> **Text section**
▬▬▬▬▬▬▬▬▬▬
Rob Kall: Just for background, North Dakota has had a
Public bank for over fifty years, and North Dakota is the only state that has
not had major problems with maintaining their budget. I'll be speaking at a Public Banking
conference that is going to be in California this summer. Boy.
It would be neat to have you there, but -- I've got to get you looking at
this, because Public Banking could really pull the rug out of the banking
system that we have now. It does exist
in other countries.
Paul Craig
Roberts: I don't think it can happen
here until the banking system collapses.
Rob Kall: What would that look like, a collapse of the
banking system?
Paul Craig
Roberts: Well, it'll be, I mean, who
knows? (laughs) It'd be horrific. But you have to rebuild and
re-create. And so, if people have learned
their lessons, and there are any sensible people available to lead, you could
rebuild it on public banks, or certainly you would want to modify dramatically
the system that is in place now. It's a
total failure. See, a lot of people --
Libertarians - keep taking issue with the title of my book. They say, "How can you call this Crony
Capitalism we have now 'Laissez-faire?'"
▬▬▬▬▬▬▬▬▬▬
> **Data segment**
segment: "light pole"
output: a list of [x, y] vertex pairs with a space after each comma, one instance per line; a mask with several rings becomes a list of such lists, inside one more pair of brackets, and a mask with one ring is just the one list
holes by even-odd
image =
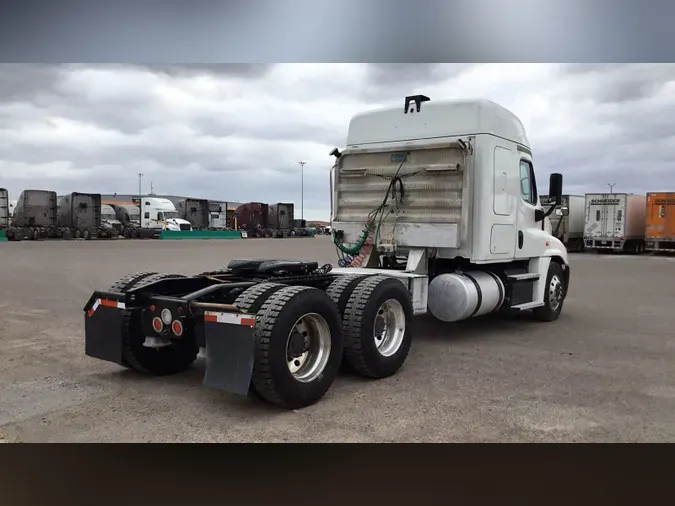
▬▬▬▬▬▬▬▬▬▬
> **Directive**
Answer these about the interview, one line each:
(a) How long has North Dakota had a public bank?
(b) Where and when is the Public Banking conference being held?
(c) According to Paul Craig Roberts, which group keeps taking issue with the title of his book?

> **Expected answer**
(a) For over fifty years.
(b) In California this summer.
(c) Libertarians.